### Image-grounded pointing data
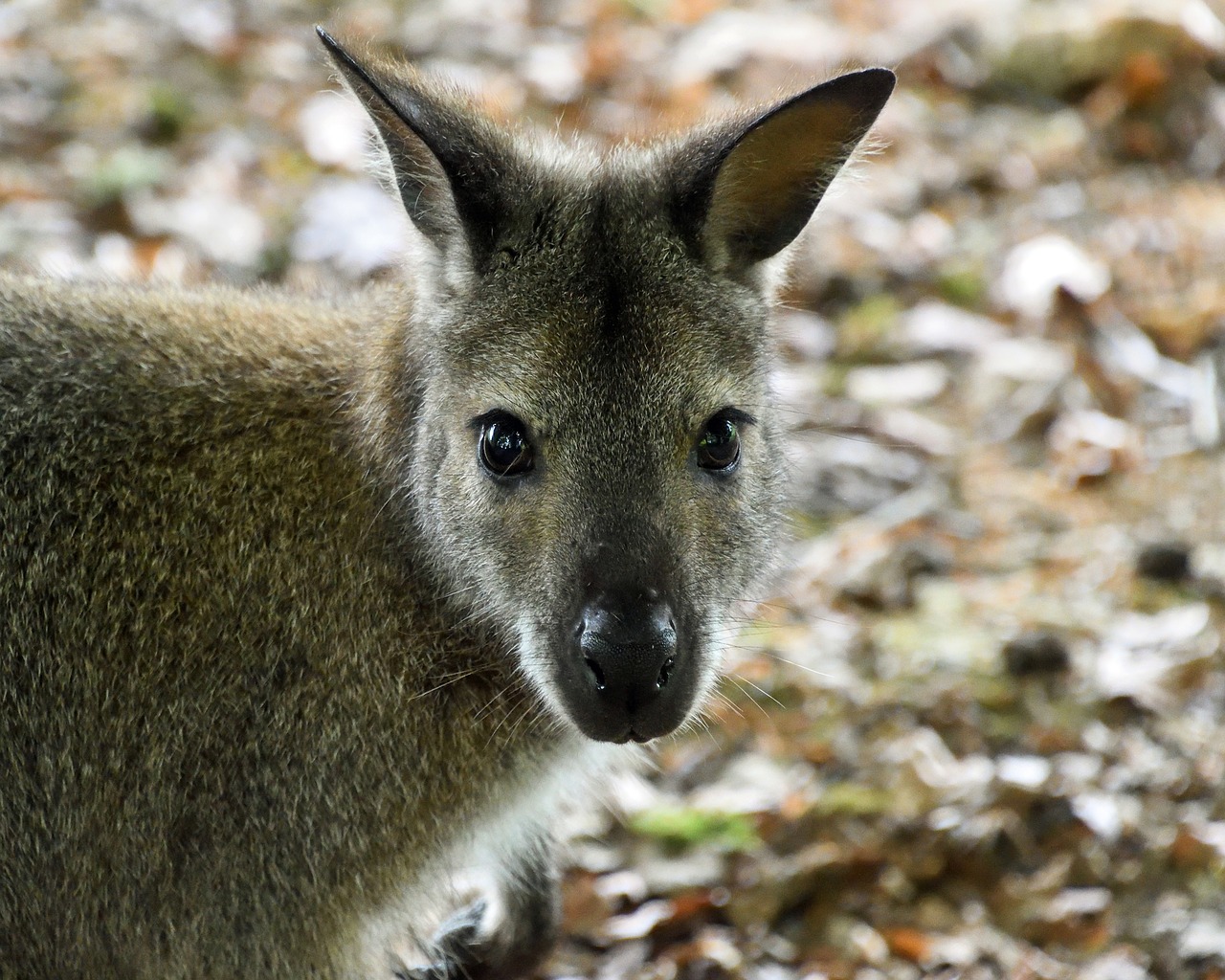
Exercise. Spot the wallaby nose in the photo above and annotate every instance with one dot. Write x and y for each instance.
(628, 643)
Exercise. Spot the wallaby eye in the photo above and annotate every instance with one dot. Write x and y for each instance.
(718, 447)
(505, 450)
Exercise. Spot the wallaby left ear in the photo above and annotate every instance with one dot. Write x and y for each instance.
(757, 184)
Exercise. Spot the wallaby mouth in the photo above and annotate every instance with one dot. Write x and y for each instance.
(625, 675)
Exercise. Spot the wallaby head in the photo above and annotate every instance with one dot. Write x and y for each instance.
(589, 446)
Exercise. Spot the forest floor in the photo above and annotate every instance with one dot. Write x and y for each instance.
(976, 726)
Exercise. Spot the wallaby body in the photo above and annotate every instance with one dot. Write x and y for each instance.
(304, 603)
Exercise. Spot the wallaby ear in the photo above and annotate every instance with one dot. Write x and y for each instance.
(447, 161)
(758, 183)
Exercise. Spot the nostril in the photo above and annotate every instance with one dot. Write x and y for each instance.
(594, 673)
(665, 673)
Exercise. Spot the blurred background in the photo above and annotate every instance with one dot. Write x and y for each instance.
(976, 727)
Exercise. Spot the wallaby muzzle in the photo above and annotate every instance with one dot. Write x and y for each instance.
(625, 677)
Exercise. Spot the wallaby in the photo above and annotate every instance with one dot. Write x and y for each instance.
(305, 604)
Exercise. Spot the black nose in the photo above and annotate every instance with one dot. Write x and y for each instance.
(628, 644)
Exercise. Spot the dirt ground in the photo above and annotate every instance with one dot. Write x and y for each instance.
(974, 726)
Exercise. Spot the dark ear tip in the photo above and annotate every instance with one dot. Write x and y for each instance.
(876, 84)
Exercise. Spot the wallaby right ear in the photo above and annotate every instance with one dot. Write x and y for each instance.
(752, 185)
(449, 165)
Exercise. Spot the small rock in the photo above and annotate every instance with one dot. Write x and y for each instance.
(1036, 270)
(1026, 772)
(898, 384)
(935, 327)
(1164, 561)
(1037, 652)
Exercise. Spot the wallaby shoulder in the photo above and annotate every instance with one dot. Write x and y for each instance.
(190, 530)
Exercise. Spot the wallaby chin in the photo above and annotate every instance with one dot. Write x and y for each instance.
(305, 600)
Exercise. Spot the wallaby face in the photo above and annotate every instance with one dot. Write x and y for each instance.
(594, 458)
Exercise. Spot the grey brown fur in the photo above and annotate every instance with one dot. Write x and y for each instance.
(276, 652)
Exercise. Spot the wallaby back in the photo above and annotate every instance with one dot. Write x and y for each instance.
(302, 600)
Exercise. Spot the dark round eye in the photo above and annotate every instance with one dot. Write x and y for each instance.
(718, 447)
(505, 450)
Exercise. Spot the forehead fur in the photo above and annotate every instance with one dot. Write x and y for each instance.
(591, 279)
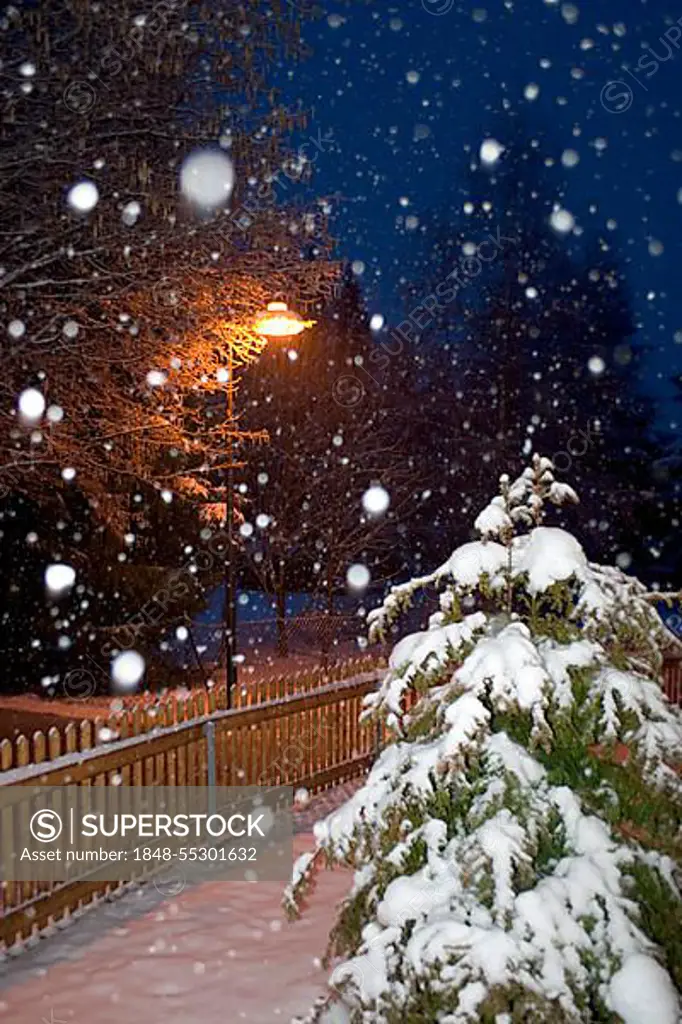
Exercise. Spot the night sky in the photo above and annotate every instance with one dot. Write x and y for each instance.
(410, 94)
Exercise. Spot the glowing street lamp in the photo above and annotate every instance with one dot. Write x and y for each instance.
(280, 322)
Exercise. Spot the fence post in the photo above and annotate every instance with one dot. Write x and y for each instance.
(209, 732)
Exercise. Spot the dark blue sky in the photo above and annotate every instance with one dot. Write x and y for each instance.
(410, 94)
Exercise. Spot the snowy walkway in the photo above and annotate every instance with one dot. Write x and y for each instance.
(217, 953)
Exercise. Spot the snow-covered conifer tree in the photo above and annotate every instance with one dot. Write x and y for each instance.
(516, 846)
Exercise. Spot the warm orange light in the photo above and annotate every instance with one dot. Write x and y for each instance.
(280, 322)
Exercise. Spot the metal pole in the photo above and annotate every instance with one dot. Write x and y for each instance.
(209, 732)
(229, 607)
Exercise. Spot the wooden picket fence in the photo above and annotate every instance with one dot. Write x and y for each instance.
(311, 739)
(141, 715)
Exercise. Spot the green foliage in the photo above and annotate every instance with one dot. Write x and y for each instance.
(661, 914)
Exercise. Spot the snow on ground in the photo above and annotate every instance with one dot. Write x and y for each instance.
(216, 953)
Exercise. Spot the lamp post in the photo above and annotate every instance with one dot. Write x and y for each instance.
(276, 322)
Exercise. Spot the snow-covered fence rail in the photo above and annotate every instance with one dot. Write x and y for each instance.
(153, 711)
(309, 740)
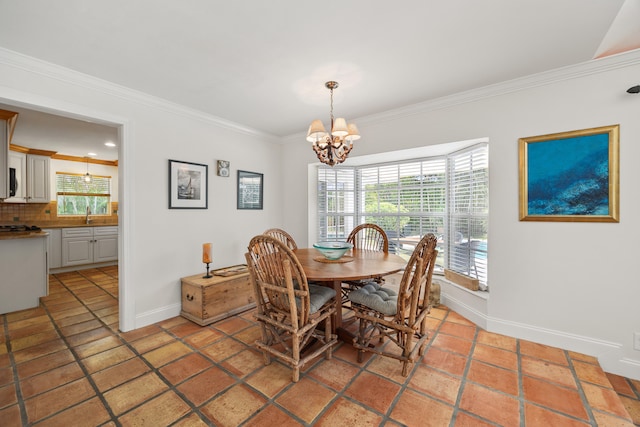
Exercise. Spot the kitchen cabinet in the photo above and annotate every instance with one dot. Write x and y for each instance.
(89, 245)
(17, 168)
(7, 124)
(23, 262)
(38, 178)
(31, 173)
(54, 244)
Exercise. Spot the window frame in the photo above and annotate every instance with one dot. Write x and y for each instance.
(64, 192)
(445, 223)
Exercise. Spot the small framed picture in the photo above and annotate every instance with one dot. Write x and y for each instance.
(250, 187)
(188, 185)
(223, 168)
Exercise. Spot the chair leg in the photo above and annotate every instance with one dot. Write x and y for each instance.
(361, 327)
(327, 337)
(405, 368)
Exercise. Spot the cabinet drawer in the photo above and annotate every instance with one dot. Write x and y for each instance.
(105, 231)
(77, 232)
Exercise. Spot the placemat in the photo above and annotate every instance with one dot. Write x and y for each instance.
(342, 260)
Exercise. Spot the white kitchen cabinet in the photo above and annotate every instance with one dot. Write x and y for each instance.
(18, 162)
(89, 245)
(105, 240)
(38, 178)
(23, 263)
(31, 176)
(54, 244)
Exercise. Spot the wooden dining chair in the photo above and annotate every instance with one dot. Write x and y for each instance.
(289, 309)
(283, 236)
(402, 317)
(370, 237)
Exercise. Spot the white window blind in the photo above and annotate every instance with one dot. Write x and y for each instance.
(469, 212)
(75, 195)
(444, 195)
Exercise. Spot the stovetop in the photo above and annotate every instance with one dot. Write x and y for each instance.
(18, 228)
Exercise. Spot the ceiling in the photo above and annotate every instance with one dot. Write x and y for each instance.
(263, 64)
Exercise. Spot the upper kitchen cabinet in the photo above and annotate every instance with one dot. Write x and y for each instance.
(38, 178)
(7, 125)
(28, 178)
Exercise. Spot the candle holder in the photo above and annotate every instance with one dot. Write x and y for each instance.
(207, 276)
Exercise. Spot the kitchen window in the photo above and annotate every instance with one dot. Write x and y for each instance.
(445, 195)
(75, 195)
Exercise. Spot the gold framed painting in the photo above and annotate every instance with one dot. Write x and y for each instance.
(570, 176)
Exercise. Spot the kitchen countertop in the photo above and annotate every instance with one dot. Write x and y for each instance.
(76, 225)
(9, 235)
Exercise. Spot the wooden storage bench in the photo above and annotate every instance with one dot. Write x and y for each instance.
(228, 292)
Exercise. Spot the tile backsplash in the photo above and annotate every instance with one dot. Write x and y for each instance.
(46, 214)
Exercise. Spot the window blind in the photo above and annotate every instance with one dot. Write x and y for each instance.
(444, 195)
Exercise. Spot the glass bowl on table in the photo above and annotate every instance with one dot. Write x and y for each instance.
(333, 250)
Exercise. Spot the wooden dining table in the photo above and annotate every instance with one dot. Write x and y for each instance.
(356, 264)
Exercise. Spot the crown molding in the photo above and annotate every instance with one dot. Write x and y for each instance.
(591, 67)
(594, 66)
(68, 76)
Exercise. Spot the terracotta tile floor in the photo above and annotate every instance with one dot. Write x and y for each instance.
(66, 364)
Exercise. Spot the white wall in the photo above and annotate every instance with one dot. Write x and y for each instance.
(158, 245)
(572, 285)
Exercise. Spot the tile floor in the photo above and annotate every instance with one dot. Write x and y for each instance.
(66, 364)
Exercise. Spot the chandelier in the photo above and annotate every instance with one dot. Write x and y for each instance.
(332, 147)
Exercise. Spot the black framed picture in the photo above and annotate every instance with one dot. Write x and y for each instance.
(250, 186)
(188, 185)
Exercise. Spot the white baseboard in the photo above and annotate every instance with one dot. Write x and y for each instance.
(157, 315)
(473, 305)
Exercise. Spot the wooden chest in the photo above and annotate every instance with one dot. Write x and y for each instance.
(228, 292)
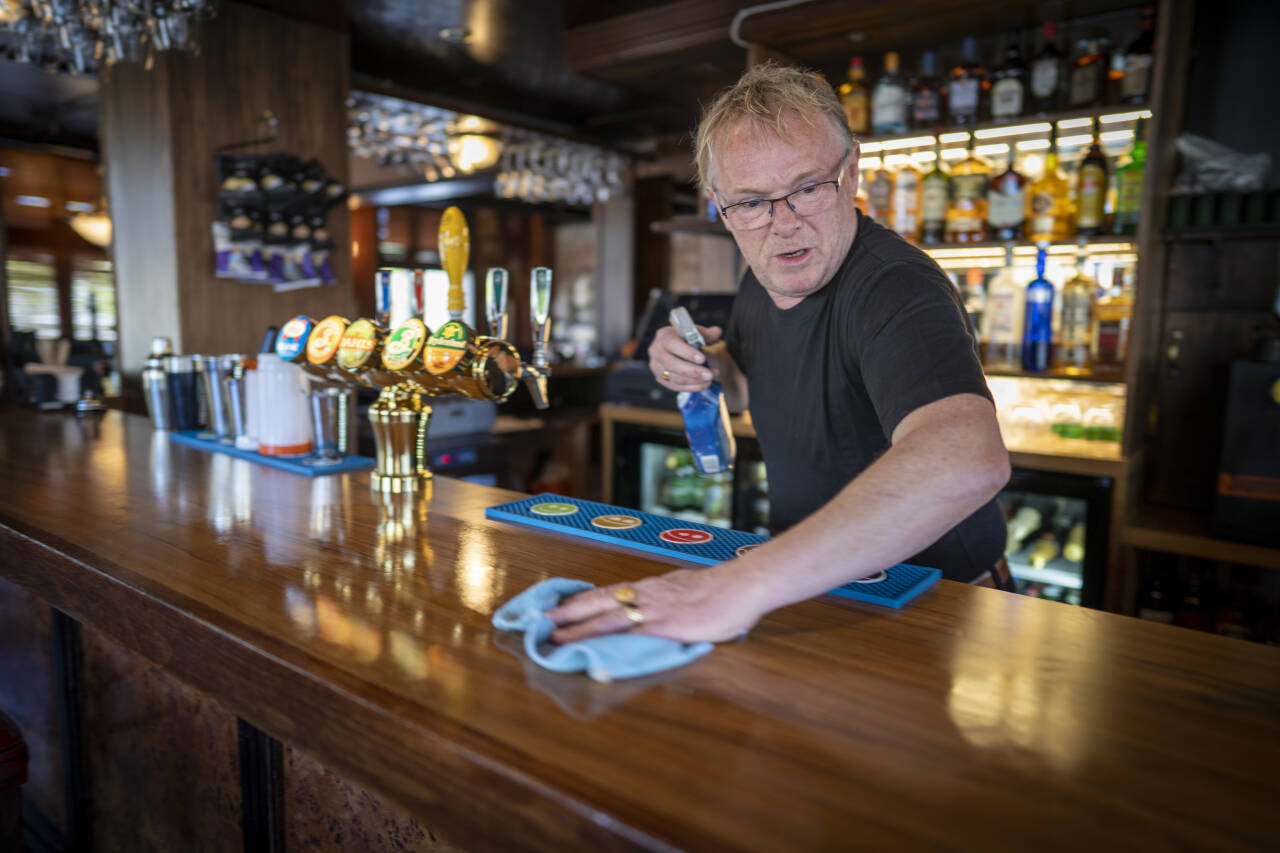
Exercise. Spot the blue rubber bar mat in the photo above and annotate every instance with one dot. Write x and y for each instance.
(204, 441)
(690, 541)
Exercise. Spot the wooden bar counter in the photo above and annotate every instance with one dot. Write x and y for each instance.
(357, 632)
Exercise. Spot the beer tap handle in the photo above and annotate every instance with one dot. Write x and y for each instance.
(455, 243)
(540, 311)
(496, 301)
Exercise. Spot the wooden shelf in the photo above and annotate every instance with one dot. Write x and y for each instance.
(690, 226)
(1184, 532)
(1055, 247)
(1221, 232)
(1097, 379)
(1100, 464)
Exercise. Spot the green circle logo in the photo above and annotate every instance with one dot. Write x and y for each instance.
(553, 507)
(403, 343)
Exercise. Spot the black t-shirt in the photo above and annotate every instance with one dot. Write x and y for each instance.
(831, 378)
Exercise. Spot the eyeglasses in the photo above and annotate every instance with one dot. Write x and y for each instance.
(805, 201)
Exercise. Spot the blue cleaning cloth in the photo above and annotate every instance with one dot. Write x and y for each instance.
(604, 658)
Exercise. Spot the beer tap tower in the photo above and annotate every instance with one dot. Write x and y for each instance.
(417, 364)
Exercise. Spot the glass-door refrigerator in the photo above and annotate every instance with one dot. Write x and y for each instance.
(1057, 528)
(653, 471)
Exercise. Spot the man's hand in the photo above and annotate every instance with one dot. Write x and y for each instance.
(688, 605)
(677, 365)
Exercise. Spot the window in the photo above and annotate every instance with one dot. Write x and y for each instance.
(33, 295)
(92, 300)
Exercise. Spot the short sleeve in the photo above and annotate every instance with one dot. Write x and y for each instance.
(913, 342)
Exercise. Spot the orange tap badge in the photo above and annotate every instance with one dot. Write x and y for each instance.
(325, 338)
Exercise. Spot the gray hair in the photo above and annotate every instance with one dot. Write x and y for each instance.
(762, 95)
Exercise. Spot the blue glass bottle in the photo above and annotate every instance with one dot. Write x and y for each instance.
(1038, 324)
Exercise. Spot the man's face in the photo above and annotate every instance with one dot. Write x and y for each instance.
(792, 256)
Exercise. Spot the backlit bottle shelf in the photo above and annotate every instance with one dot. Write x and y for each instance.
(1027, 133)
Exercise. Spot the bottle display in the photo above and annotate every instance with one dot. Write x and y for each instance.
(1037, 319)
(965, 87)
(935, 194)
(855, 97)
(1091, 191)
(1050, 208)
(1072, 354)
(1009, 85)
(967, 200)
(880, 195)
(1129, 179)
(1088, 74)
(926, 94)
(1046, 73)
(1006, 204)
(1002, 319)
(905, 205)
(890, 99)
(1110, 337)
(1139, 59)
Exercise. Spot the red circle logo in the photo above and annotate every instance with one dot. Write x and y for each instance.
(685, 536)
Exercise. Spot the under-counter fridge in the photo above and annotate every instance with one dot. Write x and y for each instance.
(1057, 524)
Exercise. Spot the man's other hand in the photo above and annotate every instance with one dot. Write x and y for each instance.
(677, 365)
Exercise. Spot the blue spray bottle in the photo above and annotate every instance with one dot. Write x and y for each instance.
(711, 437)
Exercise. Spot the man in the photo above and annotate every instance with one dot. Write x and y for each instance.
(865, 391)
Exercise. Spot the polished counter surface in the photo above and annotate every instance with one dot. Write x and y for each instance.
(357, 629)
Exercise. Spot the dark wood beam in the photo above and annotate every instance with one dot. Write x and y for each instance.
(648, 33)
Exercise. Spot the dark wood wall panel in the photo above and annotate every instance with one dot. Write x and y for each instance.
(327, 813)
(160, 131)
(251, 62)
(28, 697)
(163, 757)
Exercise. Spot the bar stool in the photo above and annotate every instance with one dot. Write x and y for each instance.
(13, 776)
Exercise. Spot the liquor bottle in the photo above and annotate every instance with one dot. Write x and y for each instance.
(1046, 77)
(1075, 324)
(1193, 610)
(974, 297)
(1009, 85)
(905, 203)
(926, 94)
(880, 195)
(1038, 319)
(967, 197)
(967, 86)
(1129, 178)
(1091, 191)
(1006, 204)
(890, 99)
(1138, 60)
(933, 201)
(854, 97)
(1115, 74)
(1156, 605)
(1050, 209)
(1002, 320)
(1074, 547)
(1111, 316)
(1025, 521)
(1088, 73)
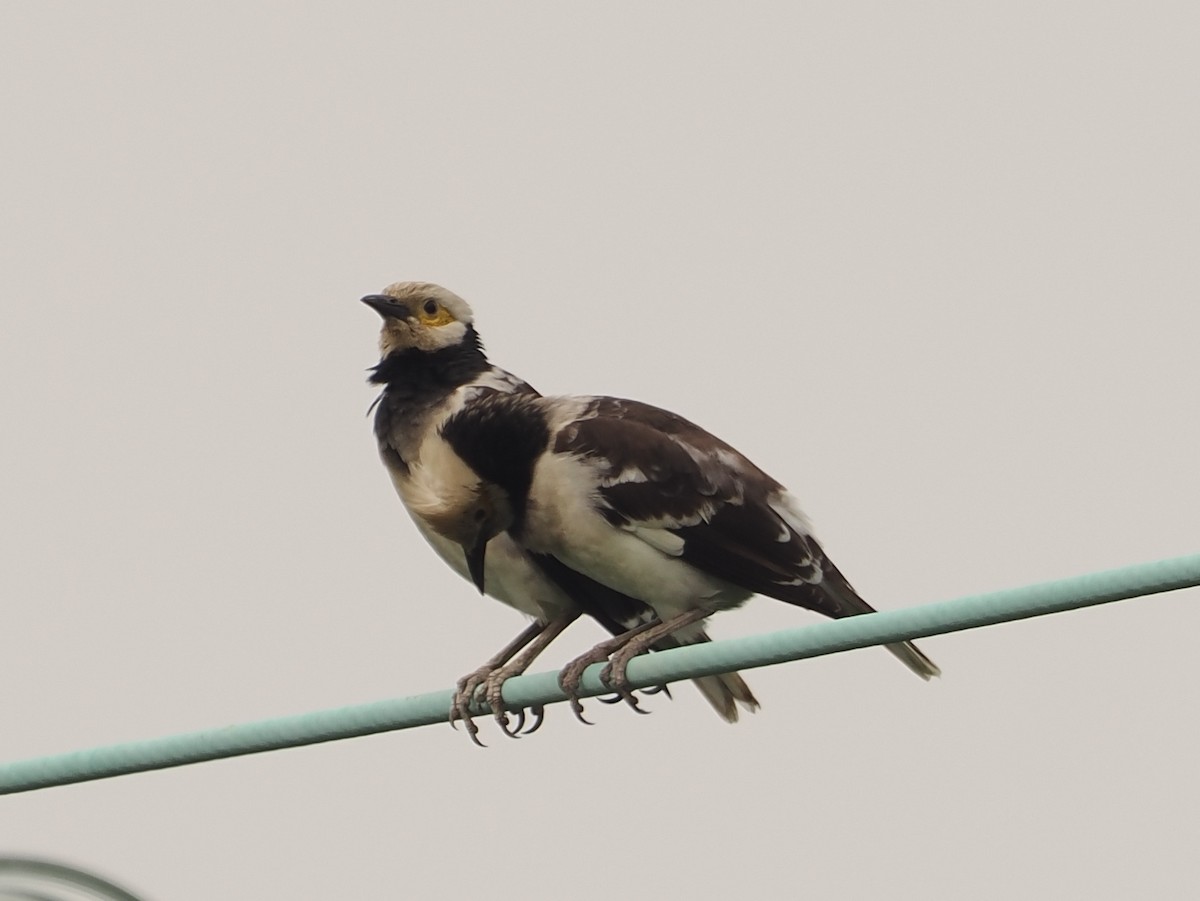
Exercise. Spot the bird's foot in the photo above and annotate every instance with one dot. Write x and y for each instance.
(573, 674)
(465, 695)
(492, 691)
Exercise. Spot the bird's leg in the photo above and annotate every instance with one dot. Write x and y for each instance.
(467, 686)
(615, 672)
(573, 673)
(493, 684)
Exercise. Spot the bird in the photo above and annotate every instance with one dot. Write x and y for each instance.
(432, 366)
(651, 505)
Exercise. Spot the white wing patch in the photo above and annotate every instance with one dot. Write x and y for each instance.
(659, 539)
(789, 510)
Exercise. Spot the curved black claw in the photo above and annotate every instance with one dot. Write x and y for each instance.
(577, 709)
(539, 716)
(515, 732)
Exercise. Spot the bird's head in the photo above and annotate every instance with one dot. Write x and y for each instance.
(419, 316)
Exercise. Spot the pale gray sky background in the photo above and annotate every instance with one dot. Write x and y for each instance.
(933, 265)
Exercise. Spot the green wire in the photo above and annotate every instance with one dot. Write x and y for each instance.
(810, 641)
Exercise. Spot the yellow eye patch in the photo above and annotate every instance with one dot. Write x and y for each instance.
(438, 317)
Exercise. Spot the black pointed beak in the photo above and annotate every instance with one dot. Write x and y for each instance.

### ASSIGNMENT
An exact repeat of the lines from the one containing "Exercise. Spot the curved" through the final line above, both included, is the whole answer.

### ANSWER TO THIS EXERCISE
Exercise. Spot the curved black claw in the photo above and annotate every instance with one dot. Write x and y for each instance.
(577, 709)
(539, 716)
(515, 732)
Exercise. Spot the bird's head in the photo above and annotate every instance with one dot. Write x and y for each instance.
(419, 316)
Exercise. Spot the pale gray sky background in the photo above and annotate every instance with one dot. Write x and y for each instance.
(933, 265)
Exercise. Spot the green wire in the photo above and annotate every instance with one dot. Write x and y for each instance.
(810, 641)
Exercise. Spot the yellow eye patch in the photo above and annotate every instance with one dot. Write x and y for each instance.
(438, 317)
Exercise. Spot the black pointed beak in the photo above and annotate every instance with one dot. Write x and y for each instance.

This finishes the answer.